Render all the data below as a numbered list with the blank lines left out, and leave the pictures out of your answer.

— start of Given entries —

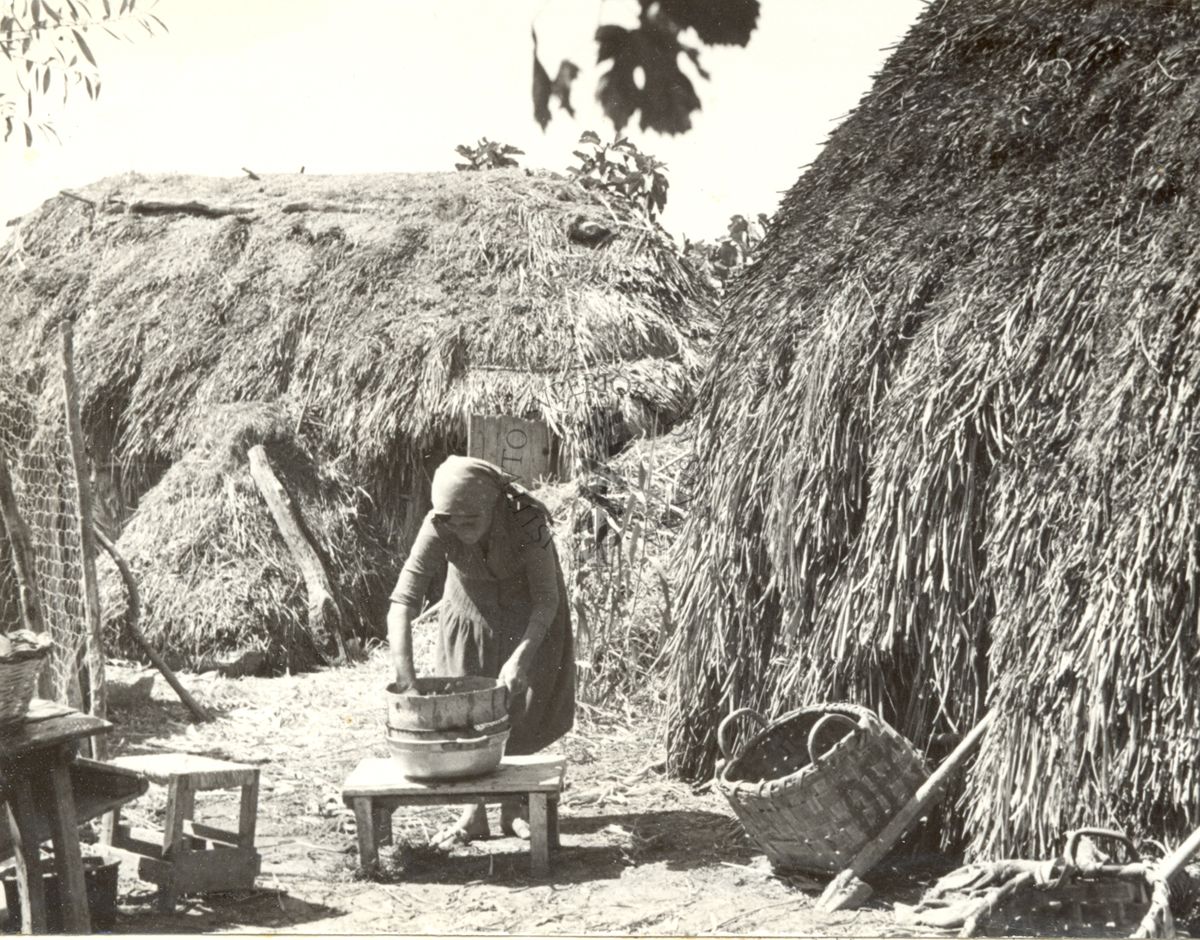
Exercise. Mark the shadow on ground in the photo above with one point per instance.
(594, 848)
(267, 909)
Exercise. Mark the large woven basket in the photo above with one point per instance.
(817, 784)
(18, 681)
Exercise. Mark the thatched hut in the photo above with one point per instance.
(379, 313)
(216, 580)
(952, 453)
(387, 310)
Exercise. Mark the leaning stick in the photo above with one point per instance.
(132, 626)
(1158, 921)
(323, 610)
(23, 557)
(847, 890)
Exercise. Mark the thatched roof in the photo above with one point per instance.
(385, 309)
(952, 421)
(214, 574)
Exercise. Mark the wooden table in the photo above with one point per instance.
(376, 789)
(35, 768)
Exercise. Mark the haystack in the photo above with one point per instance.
(951, 424)
(383, 310)
(216, 578)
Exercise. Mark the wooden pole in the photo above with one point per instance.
(847, 890)
(132, 624)
(23, 558)
(97, 693)
(323, 610)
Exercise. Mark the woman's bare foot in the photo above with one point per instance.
(472, 826)
(513, 821)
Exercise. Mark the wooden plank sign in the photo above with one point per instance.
(514, 444)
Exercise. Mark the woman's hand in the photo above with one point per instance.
(406, 680)
(515, 676)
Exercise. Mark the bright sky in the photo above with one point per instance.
(381, 85)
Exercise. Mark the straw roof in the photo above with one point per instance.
(384, 309)
(951, 421)
(214, 574)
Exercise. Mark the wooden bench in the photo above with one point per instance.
(180, 860)
(47, 794)
(376, 789)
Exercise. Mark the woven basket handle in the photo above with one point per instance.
(816, 730)
(725, 726)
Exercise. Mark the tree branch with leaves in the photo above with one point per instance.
(46, 48)
(646, 75)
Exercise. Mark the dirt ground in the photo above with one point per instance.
(641, 854)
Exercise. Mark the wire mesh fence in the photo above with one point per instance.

— end of Given entries —

▸ Task answer:
1. Exercise. Mark the shadow on ground in the photo above with one point per instance.
2. (594, 848)
3. (267, 909)
4. Exercise. Mark the large woven basket in the photo above with one point per instance.
5. (817, 784)
6. (18, 681)
7. Exercise. Mark the thatched hut in the photo above with one point per instance.
8. (379, 313)
9. (216, 580)
10. (952, 453)
11. (387, 310)
12. Exercise. Mark the leaning stick in the photo above with one point per instance.
13. (132, 626)
14. (1158, 921)
15. (323, 610)
16. (23, 557)
17. (847, 890)
18. Exercise. Mark the thatched roof in the photo above with one point per instance.
19. (385, 309)
20. (952, 421)
21. (214, 574)
22. Exercise. Mark the wooden table in the photo above with one point per instance.
23. (376, 789)
24. (35, 768)
25. Exercise. Mark the haystack in the photo above with one point per instance.
26. (951, 424)
27. (383, 310)
28. (216, 578)
29. Exercise. Mark the wooden pole in the photo above with one point per instance.
30. (847, 890)
31. (132, 624)
32. (23, 558)
33. (97, 693)
34. (323, 610)
35. Exercise. Mark the woman's bare foot in the photo above with one point per instance.
36. (472, 826)
37. (513, 821)
38. Exercise. Mark the wooden plank sign in the photo above with one point per instance.
39. (514, 444)
40. Exercise. Mark the woman's hand in the photo above with one point per instance.
41. (406, 680)
42. (515, 676)
43. Exercise. Mark the bright sky in the photo above with one point per instance.
44. (381, 85)
45. Exercise. Mark the straw roof in the photo above with one point per instance.
46. (384, 309)
47. (951, 421)
48. (214, 574)
49. Exercise. Mark the wooden bench in the photo above with one point per instance.
50. (180, 860)
51. (47, 794)
52. (376, 789)
53. Exercise. Mark the woven basket handle in the photo above with one point per instance.
54. (816, 730)
55. (725, 726)
56. Exercise. Mark the tree branch with leaves in the photo above with one point per instance.
57. (46, 48)
58. (646, 75)
59. Exercise. Mark the dirt ground in the photo above with one point per instance.
60. (641, 854)
61. Exercise. Mark the wire mesh fence in the photo above with one point per instance.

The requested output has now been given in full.